EXERCISE REQUIREMENTS
Please render the data as a two-column CSV with the headers "input" and "output": begin at the line that has "In the photo above, where can the window" and stop after the line that has "column 309, row 163". Put each text and its answer together on one row, with every field quoted and line breaks replaced by spaces.

::: SUPPLIED ENTRIES :::

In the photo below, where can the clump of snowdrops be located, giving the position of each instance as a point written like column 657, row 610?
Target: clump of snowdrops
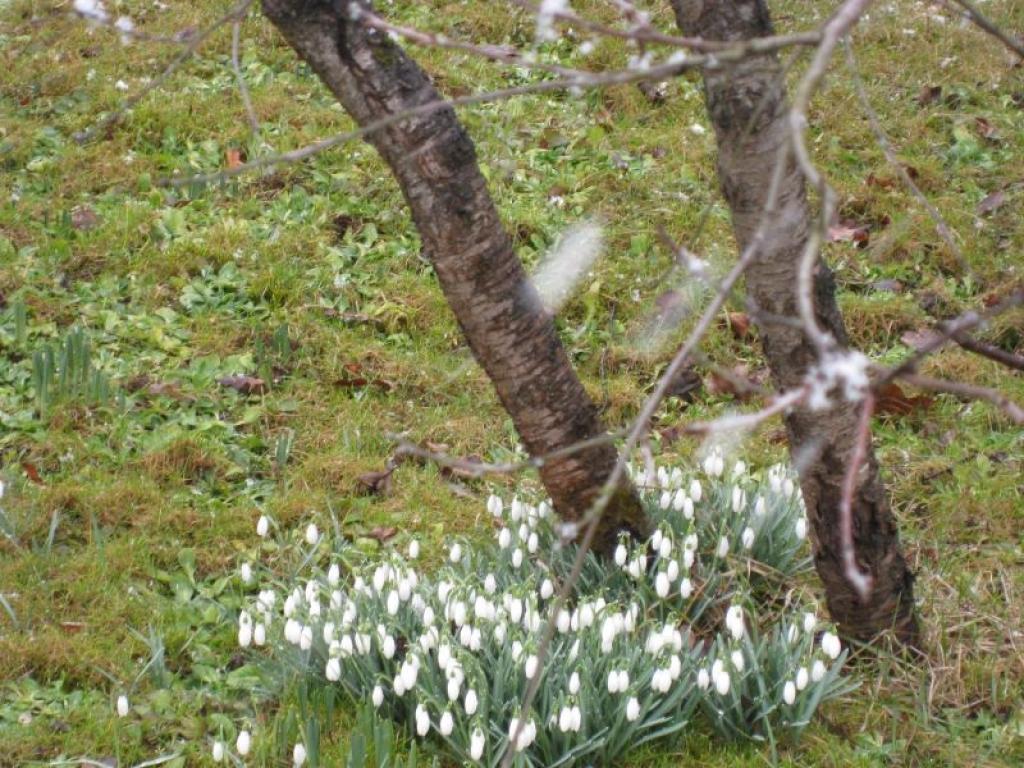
column 664, row 629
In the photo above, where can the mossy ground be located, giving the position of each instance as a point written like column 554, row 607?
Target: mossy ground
column 125, row 519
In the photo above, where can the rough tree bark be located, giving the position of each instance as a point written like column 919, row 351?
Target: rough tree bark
column 509, row 332
column 748, row 107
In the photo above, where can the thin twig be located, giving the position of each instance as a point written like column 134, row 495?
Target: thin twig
column 860, row 581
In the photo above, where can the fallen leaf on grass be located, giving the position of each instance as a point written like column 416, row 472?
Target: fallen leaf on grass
column 992, row 202
column 244, row 384
column 376, row 482
column 382, row 534
column 892, row 399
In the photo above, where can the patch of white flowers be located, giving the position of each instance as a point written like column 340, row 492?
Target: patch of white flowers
column 662, row 629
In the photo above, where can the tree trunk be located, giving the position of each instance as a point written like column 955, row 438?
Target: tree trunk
column 508, row 330
column 748, row 107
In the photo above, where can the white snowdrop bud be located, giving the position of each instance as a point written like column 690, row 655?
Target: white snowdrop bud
column 662, row 585
column 333, row 671
column 476, row 743
column 547, row 589
column 504, row 538
column 422, row 720
column 830, row 645
column 621, row 555
column 685, row 589
column 817, row 671
column 243, row 742
column 312, row 534
column 530, row 667
column 632, row 710
column 446, row 724
column 802, row 678
column 723, row 547
column 704, row 679
column 722, row 683
column 790, row 692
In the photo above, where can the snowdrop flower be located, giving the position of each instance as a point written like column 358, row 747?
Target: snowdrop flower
column 802, row 678
column 471, row 702
column 790, row 692
column 704, row 680
column 476, row 744
column 422, row 721
column 685, row 589
column 748, row 538
column 662, row 585
column 723, row 547
column 446, row 724
column 312, row 534
column 722, row 683
column 830, row 645
column 632, row 710
column 817, row 671
column 621, row 555
column 696, row 492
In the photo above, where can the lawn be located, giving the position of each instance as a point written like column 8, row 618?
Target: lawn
column 130, row 500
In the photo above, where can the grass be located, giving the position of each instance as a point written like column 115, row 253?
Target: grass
column 126, row 517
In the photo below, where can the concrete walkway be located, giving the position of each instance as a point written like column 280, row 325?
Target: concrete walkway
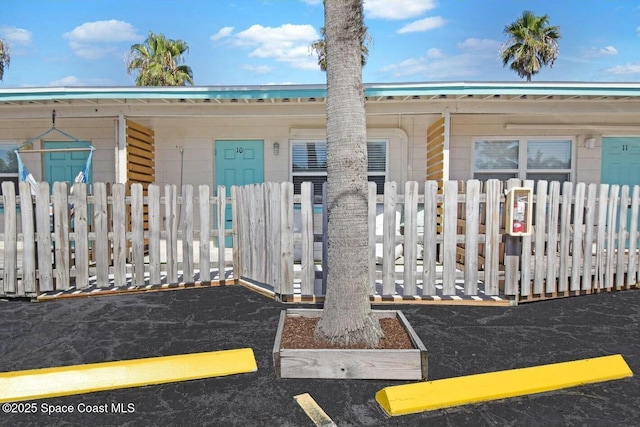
column 461, row 340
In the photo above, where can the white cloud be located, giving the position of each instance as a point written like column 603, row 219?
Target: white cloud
column 624, row 69
column 595, row 52
column 93, row 51
column 223, row 33
column 397, row 9
column 76, row 81
column 259, row 69
column 15, row 36
column 425, row 24
column 103, row 31
column 480, row 45
column 288, row 43
column 93, row 40
column 474, row 55
column 434, row 53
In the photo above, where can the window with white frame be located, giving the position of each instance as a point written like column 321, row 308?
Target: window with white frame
column 8, row 163
column 549, row 159
column 309, row 163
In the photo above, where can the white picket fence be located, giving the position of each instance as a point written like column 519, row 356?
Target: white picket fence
column 452, row 242
column 427, row 242
column 75, row 241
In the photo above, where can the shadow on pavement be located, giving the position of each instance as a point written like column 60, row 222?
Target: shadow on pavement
column 461, row 340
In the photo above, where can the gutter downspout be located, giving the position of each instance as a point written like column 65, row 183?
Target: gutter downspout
column 121, row 150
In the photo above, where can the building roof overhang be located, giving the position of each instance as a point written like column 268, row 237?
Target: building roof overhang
column 375, row 93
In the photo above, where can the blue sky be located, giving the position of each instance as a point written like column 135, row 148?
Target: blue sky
column 255, row 42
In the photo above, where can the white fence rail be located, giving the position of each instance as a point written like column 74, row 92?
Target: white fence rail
column 429, row 240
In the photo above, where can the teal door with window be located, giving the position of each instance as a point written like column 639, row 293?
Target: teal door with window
column 238, row 163
column 621, row 163
column 64, row 165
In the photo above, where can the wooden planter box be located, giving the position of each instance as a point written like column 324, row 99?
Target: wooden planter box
column 379, row 364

:::

THE COMPLETED TASK
input,output
"In the photo above, where can the window with white frame be located, giving the position of each instance as a point written like column 321, row 308? Target: window with white frame","column 8, row 163 column 549, row 159 column 309, row 163"